Assigned task:
Copy all entries verbatim and keep any pictures out of the copy.
-- Opening Marker --
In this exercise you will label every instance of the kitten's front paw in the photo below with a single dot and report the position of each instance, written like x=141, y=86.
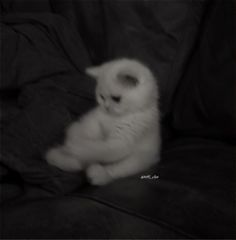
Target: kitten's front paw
x=63, y=160
x=97, y=175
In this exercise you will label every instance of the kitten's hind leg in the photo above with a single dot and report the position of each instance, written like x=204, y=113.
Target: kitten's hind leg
x=62, y=159
x=103, y=174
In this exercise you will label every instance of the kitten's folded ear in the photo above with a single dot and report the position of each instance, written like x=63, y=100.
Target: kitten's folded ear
x=93, y=71
x=128, y=80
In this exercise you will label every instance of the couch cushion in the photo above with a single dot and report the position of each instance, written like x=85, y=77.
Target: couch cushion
x=205, y=102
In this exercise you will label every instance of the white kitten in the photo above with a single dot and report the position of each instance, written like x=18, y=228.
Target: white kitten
x=121, y=136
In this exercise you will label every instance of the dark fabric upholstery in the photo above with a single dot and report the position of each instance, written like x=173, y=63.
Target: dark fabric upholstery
x=190, y=47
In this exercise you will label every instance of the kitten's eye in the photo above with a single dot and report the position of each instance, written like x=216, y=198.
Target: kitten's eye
x=116, y=98
x=102, y=97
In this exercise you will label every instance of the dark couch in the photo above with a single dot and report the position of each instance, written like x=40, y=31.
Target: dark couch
x=46, y=46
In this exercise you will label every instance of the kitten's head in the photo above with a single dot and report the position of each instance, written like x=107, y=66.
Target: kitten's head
x=124, y=86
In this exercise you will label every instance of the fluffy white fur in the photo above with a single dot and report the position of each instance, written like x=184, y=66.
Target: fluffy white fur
x=121, y=136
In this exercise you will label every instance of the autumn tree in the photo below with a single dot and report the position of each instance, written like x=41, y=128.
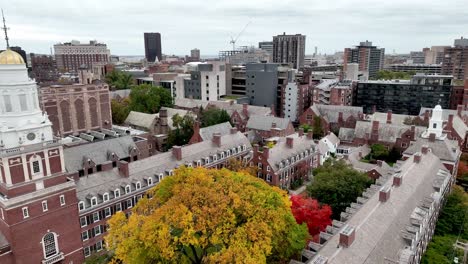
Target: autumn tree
x=309, y=211
x=208, y=216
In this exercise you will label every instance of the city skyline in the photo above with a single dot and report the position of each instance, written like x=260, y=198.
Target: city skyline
x=401, y=26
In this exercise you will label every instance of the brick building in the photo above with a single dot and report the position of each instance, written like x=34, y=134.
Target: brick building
x=78, y=108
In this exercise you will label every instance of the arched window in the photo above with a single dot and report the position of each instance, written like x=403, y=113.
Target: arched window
x=49, y=244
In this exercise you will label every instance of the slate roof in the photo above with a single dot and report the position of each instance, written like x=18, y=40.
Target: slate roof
x=206, y=133
x=98, y=152
x=264, y=123
x=379, y=225
x=281, y=151
x=331, y=112
x=140, y=170
x=446, y=150
x=140, y=119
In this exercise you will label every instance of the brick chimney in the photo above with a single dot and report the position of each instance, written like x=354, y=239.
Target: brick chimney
x=177, y=152
x=290, y=142
x=123, y=168
x=301, y=131
x=217, y=139
x=384, y=194
x=417, y=157
x=389, y=116
x=347, y=235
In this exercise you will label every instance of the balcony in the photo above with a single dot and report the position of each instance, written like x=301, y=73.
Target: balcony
x=54, y=259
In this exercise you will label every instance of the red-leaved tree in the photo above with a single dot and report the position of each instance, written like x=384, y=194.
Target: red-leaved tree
x=309, y=211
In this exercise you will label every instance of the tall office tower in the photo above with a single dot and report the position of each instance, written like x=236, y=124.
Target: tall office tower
x=456, y=60
x=266, y=46
x=195, y=54
x=289, y=49
x=72, y=55
x=153, y=46
x=369, y=58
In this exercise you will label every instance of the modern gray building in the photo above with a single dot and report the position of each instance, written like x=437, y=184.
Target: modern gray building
x=153, y=46
x=289, y=49
x=404, y=96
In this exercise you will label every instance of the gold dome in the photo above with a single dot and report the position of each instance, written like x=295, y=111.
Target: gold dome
x=10, y=57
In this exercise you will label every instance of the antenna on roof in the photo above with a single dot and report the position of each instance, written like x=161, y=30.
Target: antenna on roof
x=5, y=29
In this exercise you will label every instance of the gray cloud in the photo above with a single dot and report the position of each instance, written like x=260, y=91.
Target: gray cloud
x=399, y=25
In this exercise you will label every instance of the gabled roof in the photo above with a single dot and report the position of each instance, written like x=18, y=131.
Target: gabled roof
x=264, y=123
x=140, y=119
x=206, y=133
x=98, y=152
x=331, y=112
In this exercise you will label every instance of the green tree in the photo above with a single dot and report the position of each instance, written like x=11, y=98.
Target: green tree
x=120, y=110
x=337, y=184
x=317, y=128
x=149, y=99
x=208, y=216
x=213, y=116
x=182, y=132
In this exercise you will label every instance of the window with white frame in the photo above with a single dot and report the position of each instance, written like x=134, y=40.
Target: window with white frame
x=84, y=235
x=97, y=230
x=98, y=246
x=83, y=221
x=107, y=212
x=95, y=217
x=87, y=251
x=25, y=212
x=81, y=206
x=45, y=208
x=49, y=244
x=62, y=200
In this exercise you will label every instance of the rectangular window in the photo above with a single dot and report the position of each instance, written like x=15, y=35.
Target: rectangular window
x=25, y=212
x=83, y=221
x=107, y=212
x=95, y=217
x=62, y=200
x=44, y=206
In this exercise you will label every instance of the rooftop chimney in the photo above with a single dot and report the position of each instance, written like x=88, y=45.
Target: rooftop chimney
x=177, y=152
x=123, y=168
x=389, y=116
x=347, y=235
x=290, y=142
x=217, y=139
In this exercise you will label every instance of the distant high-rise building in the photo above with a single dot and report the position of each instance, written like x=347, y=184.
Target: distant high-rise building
x=266, y=46
x=153, y=46
x=195, y=54
x=369, y=58
x=456, y=59
x=289, y=49
x=72, y=55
-- Closing Marker --
Result below:
In this exercise you will label every instance of the kitten's front paw in the photo below with a single dot and report the position of each instance, written like x=141, y=86.
Target: kitten's front paw
x=63, y=160
x=97, y=175
In this exercise you will label every instance of the kitten's hind leg in the photo above with a single dot and report the position of each instance, written like x=204, y=113.
Target: kitten's hind leg
x=62, y=159
x=103, y=174
In this exercise you will label every instance of the kitten's folded ear in the photo above with a single dot and report the position of each instance, written like x=63, y=100.
Target: kitten's folded ear
x=93, y=71
x=128, y=80
In this exercise you will label every instance of the couch cushion in the photo above with a single dot and report the position of each instance, written like x=85, y=77.
Target: couch cushion
x=205, y=102
In this exercise you will label every instance of the white kitten in the photo above with a single dot and report the position of each instance, written like x=18, y=228.
Target: white kitten
x=121, y=136
In this exercise you will label every instance of the dark fabric upholstery in the photo above with a single dot and report the position of each instance, written like x=173, y=63.
Target: dark fabric upholstery
x=190, y=47
In this exercise you will label every instance of the kitten's eye in the photo above with a single dot and report the position of each instance, written like x=216, y=198.
Target: kitten's eye
x=116, y=98
x=102, y=97
In this exercise you will label every instance of the dark couch in the photo above with a single dot and report the position of each instance, written like x=40, y=31.
Target: dark couch
x=46, y=46
In this exercise you will label every instance of the kitten's head in the photo above with a single dot and report the position of each instance, written like x=107, y=66.
Target: kitten's head
x=124, y=86
In this exercise you will label every instance of the fluffy white fur in the photo above with a single dot and report the position of each instance, written like x=184, y=66.
Target: fluffy white fur
x=121, y=136
In this exercise you will label every instance of the autumn tree in the photo below with a single dot and report the position of each instance, written like x=41, y=128.
Target: autumn tree
x=309, y=211
x=208, y=216
In this exercise you will label every instance of the city skyline in the photo above with a single dot and report the position of each instance, written like x=260, y=198.
Target: city skyline
x=401, y=26
In this exercise you will label every instance of the brick building in the photo above with a single dot and report the position of each instance, written like x=34, y=134.
Target: brick building
x=78, y=108
In this exercise you will label every instance of the arched window in the photo above with a single dot and report the position of each instance, written like x=403, y=113.
Target: arched window
x=49, y=244
In this exercise you will label every instance of the slate roof in the photo above with a single dot and report the position of each instance, written like x=18, y=40.
Target: slate roof
x=206, y=133
x=98, y=152
x=264, y=123
x=379, y=225
x=281, y=151
x=331, y=112
x=140, y=170
x=446, y=150
x=140, y=119
In this exercise you will label every instance of the brick chimney in the photo above with a single dot and report the position of each instance, written like x=354, y=239.
Target: brick chimney
x=177, y=152
x=290, y=142
x=123, y=168
x=301, y=131
x=217, y=139
x=384, y=194
x=417, y=157
x=389, y=116
x=347, y=235
In this exercise you will label every instance of the balcony in the photo above with a single dot and report the position of each instance, written like x=301, y=73.
Target: balcony
x=54, y=259
In this exercise you will label every instance of the red-leaved tree in the photo above with a single dot and report the position of each instance, written like x=384, y=194.
Target: red-leaved tree
x=309, y=211
In this exercise you will label every instance of the tall office tower in the photo above with a single dot and report the position of each instance, written like x=236, y=124.
Target: tall office tower
x=456, y=60
x=266, y=46
x=195, y=54
x=289, y=49
x=72, y=55
x=153, y=46
x=369, y=58
In this exercise you will label every instance of the modern gray building in the photo above with a single dot and report the position of each instance, written like x=437, y=184.
Target: modern gray building
x=153, y=46
x=289, y=49
x=404, y=96
In this exercise you will label every instance of the gold dome in the photo above with a single dot and report the position of each instance, written like x=295, y=111.
Target: gold dome
x=10, y=57
In this exercise you will label every instance of the antenna on roof in the photo above with a single dot and report the position of each instance, written like x=161, y=30.
Target: antenna on roof
x=5, y=29
In this exercise you will label every instance of the gray cloud in the photo above with a single dot and report the position of each instance, written like x=260, y=91.
Target: gray cloud
x=399, y=25
In this exercise you will label every instance of the gabled roof in the photo above with a single dot and report the position of each instance, written like x=18, y=131.
Target: gabled roof
x=264, y=123
x=140, y=119
x=206, y=133
x=98, y=152
x=331, y=112
In this exercise you will label every instance of the green tree in the photo above with a single dot and report the position of each instance, written like x=11, y=98.
Target: green tree
x=120, y=110
x=337, y=184
x=317, y=128
x=149, y=99
x=208, y=216
x=213, y=116
x=182, y=132
In this exercise you will label every instance of the window with white frame in the photo above with a single dot and report the position of each instance, written like x=134, y=40.
Target: window with white frame
x=84, y=235
x=97, y=230
x=98, y=246
x=83, y=221
x=107, y=212
x=95, y=217
x=87, y=251
x=25, y=212
x=81, y=206
x=45, y=208
x=49, y=244
x=62, y=200
In this exercise you will label every instance of the rectangular window in the photo above with a single dot and report the position of each instance, written like x=15, y=35.
Target: rectangular window
x=25, y=212
x=83, y=221
x=107, y=212
x=95, y=217
x=62, y=200
x=44, y=206
In this exercise you will label every instance of the rooftop chimney in the photo above with a single dot and report the position of each instance, written like x=88, y=45.
Target: rooftop chimney
x=177, y=152
x=123, y=168
x=389, y=116
x=347, y=235
x=290, y=142
x=217, y=139
In this exercise you will label every instance of the distant high-rise building in the photo above with a single dot and report the position of each instance, written like x=347, y=184.
Target: distant high-rise building
x=266, y=46
x=153, y=46
x=195, y=54
x=369, y=58
x=456, y=59
x=289, y=49
x=72, y=55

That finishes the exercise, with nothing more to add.